EXERCISE INSTRUCTIONS. Please retype the following rows exactly as they appear, but leave the pictures out of your copy.

Recorded data:
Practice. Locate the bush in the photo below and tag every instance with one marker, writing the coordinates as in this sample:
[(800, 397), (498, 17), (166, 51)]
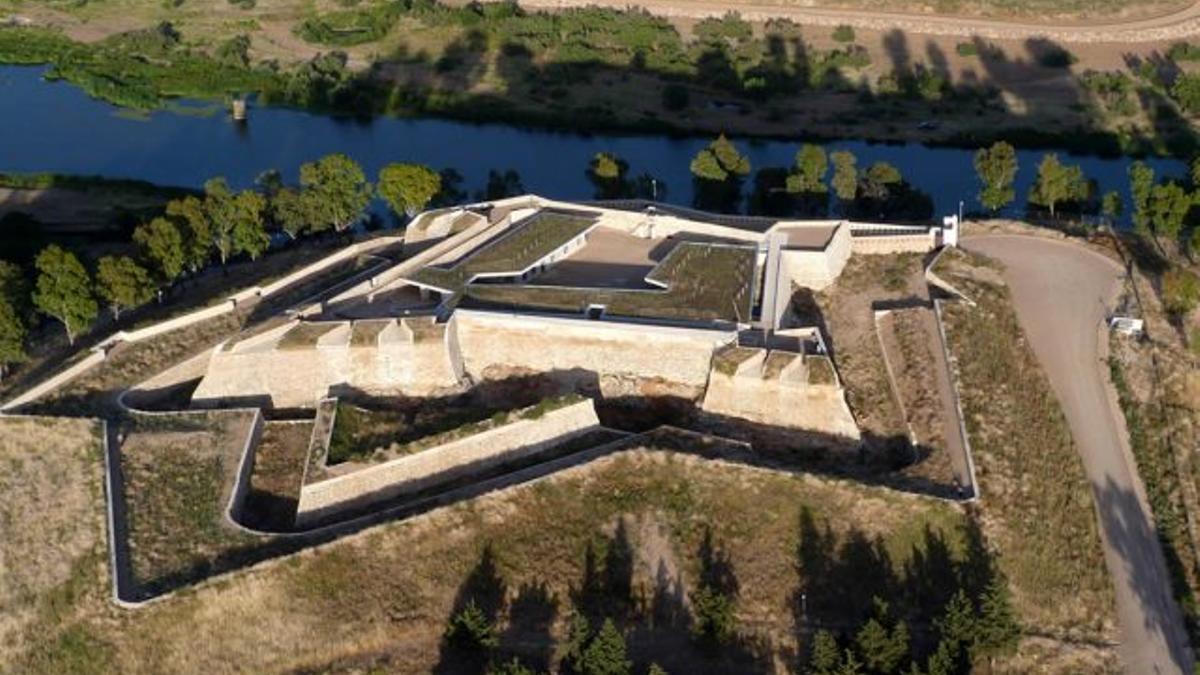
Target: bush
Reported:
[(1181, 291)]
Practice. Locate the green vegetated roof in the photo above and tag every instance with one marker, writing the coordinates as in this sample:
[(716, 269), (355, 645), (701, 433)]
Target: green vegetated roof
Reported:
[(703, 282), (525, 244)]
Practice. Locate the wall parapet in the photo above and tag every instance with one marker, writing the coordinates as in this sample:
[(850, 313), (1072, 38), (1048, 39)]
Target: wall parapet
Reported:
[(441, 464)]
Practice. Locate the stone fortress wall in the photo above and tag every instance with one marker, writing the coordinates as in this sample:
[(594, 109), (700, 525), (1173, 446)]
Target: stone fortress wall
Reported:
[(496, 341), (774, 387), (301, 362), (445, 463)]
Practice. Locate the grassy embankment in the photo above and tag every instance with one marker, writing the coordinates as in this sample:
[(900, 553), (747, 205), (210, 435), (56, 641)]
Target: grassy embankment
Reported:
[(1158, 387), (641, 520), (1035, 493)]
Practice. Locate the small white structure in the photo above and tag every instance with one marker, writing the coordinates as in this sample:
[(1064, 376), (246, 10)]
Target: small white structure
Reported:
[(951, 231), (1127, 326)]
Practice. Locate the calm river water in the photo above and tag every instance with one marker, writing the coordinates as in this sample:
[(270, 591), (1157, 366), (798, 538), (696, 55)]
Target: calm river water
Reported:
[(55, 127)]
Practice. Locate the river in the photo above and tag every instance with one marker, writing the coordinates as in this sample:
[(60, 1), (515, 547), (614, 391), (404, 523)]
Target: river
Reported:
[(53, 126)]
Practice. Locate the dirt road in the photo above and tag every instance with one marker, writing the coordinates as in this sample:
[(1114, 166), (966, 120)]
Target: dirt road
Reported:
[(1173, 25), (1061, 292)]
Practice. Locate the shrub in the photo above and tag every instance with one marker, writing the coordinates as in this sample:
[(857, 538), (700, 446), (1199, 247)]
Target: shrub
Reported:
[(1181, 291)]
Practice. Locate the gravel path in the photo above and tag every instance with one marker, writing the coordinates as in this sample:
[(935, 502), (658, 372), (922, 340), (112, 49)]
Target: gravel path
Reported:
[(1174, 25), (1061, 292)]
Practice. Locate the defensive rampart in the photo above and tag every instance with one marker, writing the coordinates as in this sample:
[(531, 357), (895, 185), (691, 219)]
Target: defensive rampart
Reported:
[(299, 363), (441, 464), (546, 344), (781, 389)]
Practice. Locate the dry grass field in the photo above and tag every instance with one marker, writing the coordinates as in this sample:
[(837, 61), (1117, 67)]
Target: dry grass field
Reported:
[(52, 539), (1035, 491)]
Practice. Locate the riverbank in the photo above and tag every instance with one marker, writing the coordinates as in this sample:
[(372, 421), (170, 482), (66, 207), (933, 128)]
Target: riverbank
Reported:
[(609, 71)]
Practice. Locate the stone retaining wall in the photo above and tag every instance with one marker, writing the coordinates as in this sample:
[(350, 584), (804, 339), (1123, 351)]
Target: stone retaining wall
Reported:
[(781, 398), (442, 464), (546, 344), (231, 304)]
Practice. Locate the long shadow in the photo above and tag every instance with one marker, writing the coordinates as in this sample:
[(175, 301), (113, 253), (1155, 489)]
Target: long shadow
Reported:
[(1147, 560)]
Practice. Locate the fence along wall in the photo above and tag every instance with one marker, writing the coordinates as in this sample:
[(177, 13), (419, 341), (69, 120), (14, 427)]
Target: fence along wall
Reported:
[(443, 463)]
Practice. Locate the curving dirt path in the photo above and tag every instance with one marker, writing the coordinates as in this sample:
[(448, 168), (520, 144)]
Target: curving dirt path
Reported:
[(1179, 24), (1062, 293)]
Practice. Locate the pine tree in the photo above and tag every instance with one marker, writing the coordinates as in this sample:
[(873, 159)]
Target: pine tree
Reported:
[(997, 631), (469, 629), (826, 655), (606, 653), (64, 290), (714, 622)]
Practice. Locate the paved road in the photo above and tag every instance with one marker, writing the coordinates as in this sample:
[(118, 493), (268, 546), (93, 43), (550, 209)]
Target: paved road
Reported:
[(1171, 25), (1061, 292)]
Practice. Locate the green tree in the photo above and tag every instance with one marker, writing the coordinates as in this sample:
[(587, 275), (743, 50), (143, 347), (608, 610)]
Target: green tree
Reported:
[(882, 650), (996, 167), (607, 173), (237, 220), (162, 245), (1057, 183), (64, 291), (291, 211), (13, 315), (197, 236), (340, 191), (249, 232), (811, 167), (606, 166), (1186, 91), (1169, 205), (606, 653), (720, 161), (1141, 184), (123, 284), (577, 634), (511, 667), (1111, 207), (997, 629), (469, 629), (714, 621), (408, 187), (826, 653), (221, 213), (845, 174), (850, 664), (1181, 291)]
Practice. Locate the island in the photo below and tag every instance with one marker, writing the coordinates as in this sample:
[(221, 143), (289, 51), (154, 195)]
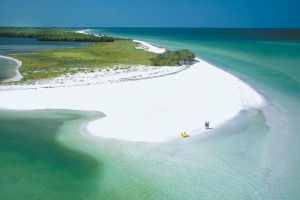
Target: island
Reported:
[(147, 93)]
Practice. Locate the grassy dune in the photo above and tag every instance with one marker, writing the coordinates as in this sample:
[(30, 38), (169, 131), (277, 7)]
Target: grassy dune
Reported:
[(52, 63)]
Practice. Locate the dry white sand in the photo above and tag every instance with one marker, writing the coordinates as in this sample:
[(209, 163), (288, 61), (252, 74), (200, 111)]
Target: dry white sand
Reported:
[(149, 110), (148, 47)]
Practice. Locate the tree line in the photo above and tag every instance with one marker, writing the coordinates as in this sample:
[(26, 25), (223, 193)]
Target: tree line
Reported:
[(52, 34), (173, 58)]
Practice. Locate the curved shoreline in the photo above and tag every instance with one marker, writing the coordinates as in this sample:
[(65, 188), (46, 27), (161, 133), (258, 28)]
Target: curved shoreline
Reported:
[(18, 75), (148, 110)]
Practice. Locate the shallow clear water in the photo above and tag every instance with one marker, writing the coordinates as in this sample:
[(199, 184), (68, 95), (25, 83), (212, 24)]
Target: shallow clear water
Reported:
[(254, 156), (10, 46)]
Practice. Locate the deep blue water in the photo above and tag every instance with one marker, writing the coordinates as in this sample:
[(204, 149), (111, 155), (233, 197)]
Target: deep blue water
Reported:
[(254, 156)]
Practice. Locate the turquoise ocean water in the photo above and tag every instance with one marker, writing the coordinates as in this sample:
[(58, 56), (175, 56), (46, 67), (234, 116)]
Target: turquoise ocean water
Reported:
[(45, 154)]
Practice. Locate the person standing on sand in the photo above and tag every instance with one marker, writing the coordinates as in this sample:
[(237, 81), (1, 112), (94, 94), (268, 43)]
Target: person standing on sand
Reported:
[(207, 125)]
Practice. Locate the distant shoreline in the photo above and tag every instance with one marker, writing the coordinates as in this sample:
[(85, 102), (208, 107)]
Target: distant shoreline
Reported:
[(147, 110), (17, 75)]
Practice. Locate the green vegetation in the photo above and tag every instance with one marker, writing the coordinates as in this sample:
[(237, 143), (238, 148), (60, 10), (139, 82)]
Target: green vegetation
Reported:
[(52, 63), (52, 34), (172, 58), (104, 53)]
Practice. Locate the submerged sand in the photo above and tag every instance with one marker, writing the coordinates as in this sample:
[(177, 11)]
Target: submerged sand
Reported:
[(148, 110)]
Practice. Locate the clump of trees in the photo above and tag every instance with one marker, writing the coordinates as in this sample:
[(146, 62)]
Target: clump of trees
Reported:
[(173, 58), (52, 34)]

THE OUTPUT.
Practice. Locate the bush in the photo below and tag every instance with one marker, writing the coordinates as in this sample:
[(800, 397), (498, 17), (166, 51)]
Target: bush
Reported:
[(1181, 291)]
Practice. Locate the green vegetated roof in the photo above and tag every instance with one marker, writing the coordinates as in this sample:
[(716, 269), (355, 645), (701, 433)]
Target: green vegetated roof
Reported:
[(703, 282), (525, 244)]
Practice. Locate the wall parapet in the photo above and tag every instance with one marker, writing the coordinates as in this sample:
[(850, 313), (1072, 38), (1048, 39)]
Target: wall parapet
Reported:
[(441, 464)]
Practice. Locate the stone fortress wall in the photo above and tag every instance with one marker, writing the coordinates as in this sample:
[(594, 109), (700, 525), (1173, 446)]
Target: stone fortress wall
Reported:
[(496, 341), (774, 387), (301, 362), (445, 463)]
Practice. Locate the grassy embankment in the photo above and tag every instance with one marker, writing the coordinates as in this sample:
[(900, 553), (747, 205), (210, 435), (56, 641)]
Target: grassy embankment
Reported:
[(1158, 387), (641, 520), (1035, 493)]
Practice. Locate the small white structure in the photo above and tag every instance with one marker, writing the coordinates as in this sample:
[(1064, 376), (246, 10)]
Target: small white structure
Reported:
[(951, 231), (1127, 326)]
Practice. Locate the calm river water in the photo above and tag every instance with one marker, writing the coordinates as in this sample:
[(270, 591), (1157, 366), (798, 538), (696, 55)]
Target: calm river water
Reported:
[(55, 127)]
Practice. Locate the river in the photo above and tag every instance with one marker, writing the coordinates as in this sample:
[(60, 1), (515, 547), (614, 391), (404, 523)]
Target: river
Reported:
[(53, 126)]
Practice. Locate the dirt road in the photo above and tag every instance with one marker, writing the coordinates as in this sample:
[(1114, 166), (966, 120)]
Target: dirt road
Reported:
[(1173, 25), (1061, 292)]
Practice. Locate the shrub in the photo above and tag every instance with one marker, writing the coordinates as in this sample:
[(857, 538), (700, 446), (1199, 247)]
Target: shrub
Reported:
[(1181, 291)]
Practice. Locate the gravel path in the photo above and tag every instance with one marker, writing the coordinates as in this sample:
[(935, 502), (658, 372), (922, 340), (112, 49)]
Target: gravel path
Reported:
[(1174, 25), (1061, 292)]
Practice. Locate the defensive rampart in the photo above and tag every instance with one marker, writing the coordinates as in this sample:
[(531, 357), (895, 185), (691, 219)]
Target: defensive rampart
Reported:
[(299, 363), (441, 464), (546, 344), (781, 389)]
Practice. Locate the dry grass field in the photo above and tag every instance with one marker, writing the coordinates as in this sample:
[(837, 61), (1117, 67)]
Target: dry grass field
Reported:
[(52, 539), (1035, 491)]
Practice. Locate the riverbank in the photo above and tag every instance with one marker, writing the coordinates as in this sample:
[(372, 421), (170, 482), (66, 207), (933, 128)]
Target: riverbank
Reported:
[(609, 71)]
Practice. Locate the stone retaining wall in the photo above and tag every instance with one marker, writing the coordinates as in this sample:
[(350, 584), (804, 339), (1123, 351)]
Target: stone retaining wall
Reported:
[(781, 398), (442, 464), (546, 344), (231, 304)]
Practice. Locate the long shadow in the photo above and tag every instance with one marker, writing the coordinates as in this sample:
[(175, 301), (113, 253), (1155, 489)]
Target: long shadow
Reported:
[(1147, 560)]
Practice. Locate the fence along wall in the photo above and tag every instance with one marker, writing the coordinates as in this sample:
[(177, 13), (419, 341), (69, 120), (14, 427)]
Target: fence along wall
Reported:
[(443, 463)]
Practice. Locate the curving dirt path in the photo above and tag every instance with one marker, writing the coordinates as in this sample:
[(448, 168), (520, 144)]
Target: curving dirt path
Reported:
[(1179, 24), (1062, 293)]
Practice. Locate the pine tree in the photo above and tag every instance with one marker, writing the coordinates as in this sample:
[(873, 159)]
Target: pine tree
Reported:
[(997, 631), (469, 629), (826, 655), (606, 653), (64, 290), (714, 622)]
Practice. Locate the paved road in the photo above and tag every instance with one marker, writing the coordinates as in this sample:
[(118, 493), (268, 546), (93, 43), (550, 209)]
Target: paved road
Reported:
[(1171, 25), (1061, 292)]
Practice. Locate the green tree in the photo above and tag every instance with one marker, writing the coordinates as in this sample:
[(587, 275), (743, 50), (143, 347), (608, 610)]
Target: green tree
Reported:
[(882, 650), (996, 167), (607, 173), (237, 220), (162, 245), (1057, 183), (64, 291), (291, 211), (13, 315), (197, 236), (340, 191), (249, 232), (811, 167), (606, 166), (1186, 91), (1169, 205), (606, 653), (720, 161), (1141, 184), (123, 284), (577, 634), (511, 667), (1111, 207), (997, 629), (469, 629), (714, 621), (408, 187), (826, 653), (221, 213), (845, 174), (850, 664), (1181, 291)]
Practice. Locate the island in the photo below and tag every instance with one marker, writing the coordinates as in this sample:
[(221, 143), (289, 51), (154, 195)]
Target: island
Reported:
[(147, 93)]
Practice. Locate the grassy dune in the photo above and tag every instance with one marker, writing the coordinates as in this sample:
[(30, 38), (169, 131), (277, 7)]
Target: grassy dune
Reported:
[(52, 63)]
Practice. Locate the dry white sand in the photo above and tag every instance with one marker, writing the coordinates as in this sample:
[(209, 163), (288, 61), (252, 74), (200, 111)]
Target: dry white sand
Reported:
[(149, 110), (148, 47)]
Practice. Locate the tree line in the photo above and tag every instance with one marker, writing the coordinates as in this sample:
[(26, 25), (223, 193)]
Target: tree line
Reported:
[(52, 34), (173, 58)]
Practice. Locate the curved shoreline in the photo above and tag every instance with one marker, writing the coordinates as in this sample:
[(65, 188), (46, 27), (161, 133), (258, 28)]
Target: curved shoreline
Reported:
[(18, 75), (148, 110)]
Practice. Locate the shallow clear water in the photo above and tag every instance with one marker, writing the coordinates as in this sample:
[(199, 184), (68, 95), (25, 83), (212, 24)]
Target: shallow clear water
Reported:
[(254, 156), (10, 46)]
Practice. Locate the deep blue water in the photo above and tag every instance with one marker, writing the coordinates as in this sample:
[(204, 149), (111, 155), (233, 197)]
Target: deep blue water
Reported:
[(254, 156)]
Practice. Locate the turquoise ocean water in the photo above and tag every instance with one marker, writing the coordinates as in this sample:
[(58, 56), (175, 56), (46, 67), (234, 116)]
Target: turquoise ocean water
Reported:
[(45, 154)]
Practice. Locate the person standing on sand in the photo above and tag every instance with one marker, writing the coordinates as in this sample:
[(237, 81), (1, 112), (94, 94), (268, 43)]
Target: person standing on sand
Reported:
[(207, 125)]
Practice. Locate the distant shoreline in the photo above and tag every instance with one marker, writing the coordinates as in this sample:
[(85, 102), (208, 107)]
Target: distant shoreline
Reported:
[(147, 110), (17, 75)]
Practice. Locate the green vegetation in the photo above and tag every instance with one marker, writing the coordinates as in this sample:
[(237, 143), (238, 148), (60, 10), (139, 82)]
Target: green vegetation
Reported:
[(52, 63), (52, 34), (172, 58), (104, 53)]
Practice. Locate the submerged sand in the photo above and tag every instance with one marker, writing the coordinates as in this sample:
[(177, 11)]
Target: submerged sand
Reported:
[(148, 110)]
Practice. Locate the clump of trees in the photo above and tag every instance with one marker, writing the coordinates as in this sample:
[(146, 62)]
Target: clump of trees
Reported:
[(173, 58), (52, 34)]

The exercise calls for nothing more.